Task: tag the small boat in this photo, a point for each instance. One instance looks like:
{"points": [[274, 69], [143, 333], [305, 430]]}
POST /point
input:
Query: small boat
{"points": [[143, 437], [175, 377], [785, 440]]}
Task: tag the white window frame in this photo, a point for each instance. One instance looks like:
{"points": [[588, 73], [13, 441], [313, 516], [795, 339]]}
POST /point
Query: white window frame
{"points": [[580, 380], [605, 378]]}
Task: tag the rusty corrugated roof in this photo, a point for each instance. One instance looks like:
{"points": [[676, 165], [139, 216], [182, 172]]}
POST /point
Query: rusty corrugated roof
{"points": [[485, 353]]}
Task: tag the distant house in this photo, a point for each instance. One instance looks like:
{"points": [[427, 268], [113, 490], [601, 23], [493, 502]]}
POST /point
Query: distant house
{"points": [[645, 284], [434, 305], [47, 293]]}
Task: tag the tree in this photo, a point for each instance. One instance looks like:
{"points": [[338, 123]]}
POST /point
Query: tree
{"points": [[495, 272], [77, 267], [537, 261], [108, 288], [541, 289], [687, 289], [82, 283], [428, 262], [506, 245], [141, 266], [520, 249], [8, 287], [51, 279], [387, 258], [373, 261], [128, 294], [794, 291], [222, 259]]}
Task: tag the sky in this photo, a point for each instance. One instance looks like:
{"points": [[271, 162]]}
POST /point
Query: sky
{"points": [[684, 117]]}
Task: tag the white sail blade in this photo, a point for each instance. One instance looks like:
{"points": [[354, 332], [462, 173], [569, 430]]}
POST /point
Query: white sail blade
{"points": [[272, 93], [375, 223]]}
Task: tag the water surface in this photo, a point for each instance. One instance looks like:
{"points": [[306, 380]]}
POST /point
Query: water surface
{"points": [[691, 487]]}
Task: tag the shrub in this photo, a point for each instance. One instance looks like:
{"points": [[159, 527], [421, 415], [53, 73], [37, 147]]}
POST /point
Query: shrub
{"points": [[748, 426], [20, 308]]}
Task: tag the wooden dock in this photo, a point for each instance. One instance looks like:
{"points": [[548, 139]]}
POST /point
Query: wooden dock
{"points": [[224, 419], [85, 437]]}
______
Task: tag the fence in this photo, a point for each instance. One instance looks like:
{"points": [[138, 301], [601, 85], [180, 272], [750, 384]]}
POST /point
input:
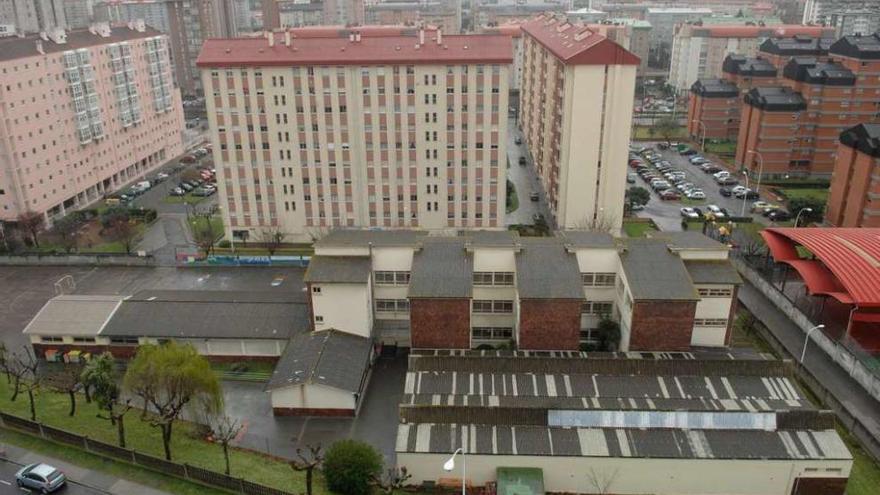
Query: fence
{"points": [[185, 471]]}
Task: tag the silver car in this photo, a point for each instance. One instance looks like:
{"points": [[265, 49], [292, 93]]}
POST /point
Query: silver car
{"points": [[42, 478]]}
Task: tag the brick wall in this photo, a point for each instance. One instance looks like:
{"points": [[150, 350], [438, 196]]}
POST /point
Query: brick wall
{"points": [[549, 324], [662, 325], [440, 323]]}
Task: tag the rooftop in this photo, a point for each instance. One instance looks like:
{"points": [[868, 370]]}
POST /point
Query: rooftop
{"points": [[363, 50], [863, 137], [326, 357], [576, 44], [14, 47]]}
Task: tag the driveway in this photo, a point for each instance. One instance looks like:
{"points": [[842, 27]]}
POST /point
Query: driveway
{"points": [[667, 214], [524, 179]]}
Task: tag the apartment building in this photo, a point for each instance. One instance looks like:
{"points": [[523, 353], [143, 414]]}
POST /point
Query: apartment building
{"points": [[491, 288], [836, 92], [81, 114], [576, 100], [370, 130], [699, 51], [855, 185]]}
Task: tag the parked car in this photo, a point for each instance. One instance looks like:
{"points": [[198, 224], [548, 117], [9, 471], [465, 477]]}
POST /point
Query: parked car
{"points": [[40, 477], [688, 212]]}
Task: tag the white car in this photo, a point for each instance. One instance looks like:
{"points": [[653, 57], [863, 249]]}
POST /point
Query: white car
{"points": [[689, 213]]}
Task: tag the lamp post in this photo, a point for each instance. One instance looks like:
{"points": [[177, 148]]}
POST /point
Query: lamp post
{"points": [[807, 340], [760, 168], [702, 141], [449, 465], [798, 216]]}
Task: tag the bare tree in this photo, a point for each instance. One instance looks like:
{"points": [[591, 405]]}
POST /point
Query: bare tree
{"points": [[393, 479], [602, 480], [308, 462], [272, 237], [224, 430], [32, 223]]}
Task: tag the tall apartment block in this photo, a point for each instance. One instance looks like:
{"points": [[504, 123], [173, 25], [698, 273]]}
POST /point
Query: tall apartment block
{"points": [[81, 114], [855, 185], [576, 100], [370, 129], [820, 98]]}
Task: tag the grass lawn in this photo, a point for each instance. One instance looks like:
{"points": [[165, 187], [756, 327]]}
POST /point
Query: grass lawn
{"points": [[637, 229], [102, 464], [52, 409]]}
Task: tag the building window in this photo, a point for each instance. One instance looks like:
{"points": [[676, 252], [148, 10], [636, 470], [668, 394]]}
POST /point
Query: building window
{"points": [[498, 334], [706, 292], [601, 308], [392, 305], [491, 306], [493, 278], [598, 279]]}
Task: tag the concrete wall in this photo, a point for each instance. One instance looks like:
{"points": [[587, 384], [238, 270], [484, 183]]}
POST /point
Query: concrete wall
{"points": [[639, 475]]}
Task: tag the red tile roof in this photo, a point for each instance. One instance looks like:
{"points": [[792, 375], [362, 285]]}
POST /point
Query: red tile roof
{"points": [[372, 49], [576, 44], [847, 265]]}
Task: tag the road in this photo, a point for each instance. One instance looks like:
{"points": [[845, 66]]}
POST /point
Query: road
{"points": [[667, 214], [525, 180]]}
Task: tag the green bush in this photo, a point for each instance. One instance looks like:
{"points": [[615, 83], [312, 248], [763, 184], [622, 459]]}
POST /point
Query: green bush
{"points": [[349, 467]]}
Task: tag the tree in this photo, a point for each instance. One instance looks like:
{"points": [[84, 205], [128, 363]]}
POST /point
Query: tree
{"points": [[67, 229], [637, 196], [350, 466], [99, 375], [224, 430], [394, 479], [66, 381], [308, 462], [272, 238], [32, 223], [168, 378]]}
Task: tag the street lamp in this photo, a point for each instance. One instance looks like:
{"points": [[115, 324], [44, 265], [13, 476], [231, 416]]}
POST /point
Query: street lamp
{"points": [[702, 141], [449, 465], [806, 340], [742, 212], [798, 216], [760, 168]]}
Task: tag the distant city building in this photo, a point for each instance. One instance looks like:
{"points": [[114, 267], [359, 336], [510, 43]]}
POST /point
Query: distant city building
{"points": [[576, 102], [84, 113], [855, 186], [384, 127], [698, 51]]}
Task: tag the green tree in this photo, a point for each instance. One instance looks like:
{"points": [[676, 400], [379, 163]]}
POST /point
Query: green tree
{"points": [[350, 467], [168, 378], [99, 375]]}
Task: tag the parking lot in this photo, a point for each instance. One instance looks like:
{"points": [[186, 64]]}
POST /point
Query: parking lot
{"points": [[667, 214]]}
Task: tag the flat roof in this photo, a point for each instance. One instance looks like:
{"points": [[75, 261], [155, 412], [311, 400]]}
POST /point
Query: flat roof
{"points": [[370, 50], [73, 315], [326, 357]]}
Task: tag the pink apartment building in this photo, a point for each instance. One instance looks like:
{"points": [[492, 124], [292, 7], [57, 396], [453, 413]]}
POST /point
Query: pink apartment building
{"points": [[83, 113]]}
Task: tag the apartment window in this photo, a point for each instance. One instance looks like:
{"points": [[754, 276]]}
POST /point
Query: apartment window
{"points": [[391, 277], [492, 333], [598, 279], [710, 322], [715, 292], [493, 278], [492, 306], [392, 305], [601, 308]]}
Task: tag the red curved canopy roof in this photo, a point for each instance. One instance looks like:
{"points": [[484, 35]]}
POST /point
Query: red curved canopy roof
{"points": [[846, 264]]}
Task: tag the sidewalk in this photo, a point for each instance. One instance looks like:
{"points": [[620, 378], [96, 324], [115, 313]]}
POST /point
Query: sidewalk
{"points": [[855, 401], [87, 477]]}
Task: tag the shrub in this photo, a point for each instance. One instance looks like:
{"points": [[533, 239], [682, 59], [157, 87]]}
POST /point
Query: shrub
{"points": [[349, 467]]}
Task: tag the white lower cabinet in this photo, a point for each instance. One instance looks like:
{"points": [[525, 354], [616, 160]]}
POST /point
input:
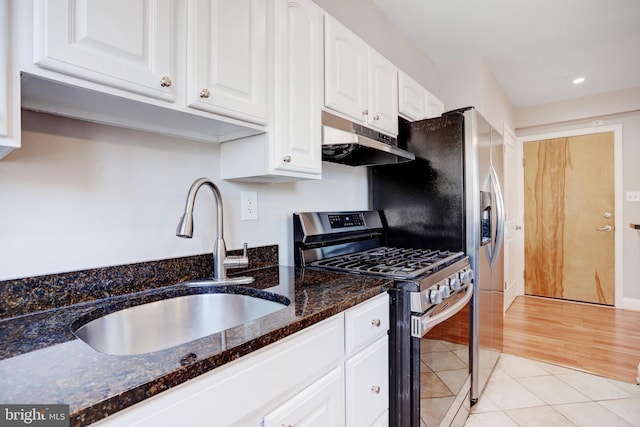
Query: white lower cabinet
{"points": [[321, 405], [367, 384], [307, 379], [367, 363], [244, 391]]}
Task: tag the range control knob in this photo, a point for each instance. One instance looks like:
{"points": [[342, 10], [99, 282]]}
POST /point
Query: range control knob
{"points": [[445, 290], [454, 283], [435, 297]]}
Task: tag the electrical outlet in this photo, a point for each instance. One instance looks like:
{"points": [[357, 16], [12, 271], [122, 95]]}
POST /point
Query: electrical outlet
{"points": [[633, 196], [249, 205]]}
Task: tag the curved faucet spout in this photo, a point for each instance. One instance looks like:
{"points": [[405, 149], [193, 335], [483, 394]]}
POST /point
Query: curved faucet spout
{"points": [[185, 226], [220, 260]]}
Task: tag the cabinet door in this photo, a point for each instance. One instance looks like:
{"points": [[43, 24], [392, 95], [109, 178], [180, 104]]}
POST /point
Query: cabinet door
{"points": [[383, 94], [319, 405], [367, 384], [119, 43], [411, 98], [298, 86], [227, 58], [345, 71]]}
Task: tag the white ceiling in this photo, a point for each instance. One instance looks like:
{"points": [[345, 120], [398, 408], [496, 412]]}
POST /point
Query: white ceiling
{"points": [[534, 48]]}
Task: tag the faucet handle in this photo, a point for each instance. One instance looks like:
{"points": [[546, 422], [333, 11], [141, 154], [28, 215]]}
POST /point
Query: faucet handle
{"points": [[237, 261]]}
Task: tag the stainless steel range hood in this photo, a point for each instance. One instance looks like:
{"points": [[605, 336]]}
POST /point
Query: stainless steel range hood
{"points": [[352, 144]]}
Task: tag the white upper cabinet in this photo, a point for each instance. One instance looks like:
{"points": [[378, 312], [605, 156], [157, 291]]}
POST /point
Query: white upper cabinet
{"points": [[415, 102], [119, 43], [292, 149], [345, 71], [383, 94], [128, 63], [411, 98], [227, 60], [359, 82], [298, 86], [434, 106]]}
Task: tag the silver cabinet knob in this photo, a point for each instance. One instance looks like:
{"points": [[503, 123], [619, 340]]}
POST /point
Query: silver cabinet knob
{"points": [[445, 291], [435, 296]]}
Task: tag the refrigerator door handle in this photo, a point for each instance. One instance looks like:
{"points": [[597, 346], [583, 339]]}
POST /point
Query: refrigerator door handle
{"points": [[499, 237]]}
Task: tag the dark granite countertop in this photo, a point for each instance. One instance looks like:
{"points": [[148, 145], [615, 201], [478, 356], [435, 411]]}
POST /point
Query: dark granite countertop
______
- _Stated task_:
Reproduce verbatim the part of the listing that opens with the line containing "Task: tag the dark" and closes with the line containing "Query: dark granite countertop", including both of those lines.

- _Solution for this problem_:
Task: tag the dark granite countertop in this photo, a point for each instance. One instance looks like:
{"points": [[148, 145], [615, 201], [478, 356], [435, 411]]}
POST /point
Query: dark granite countertop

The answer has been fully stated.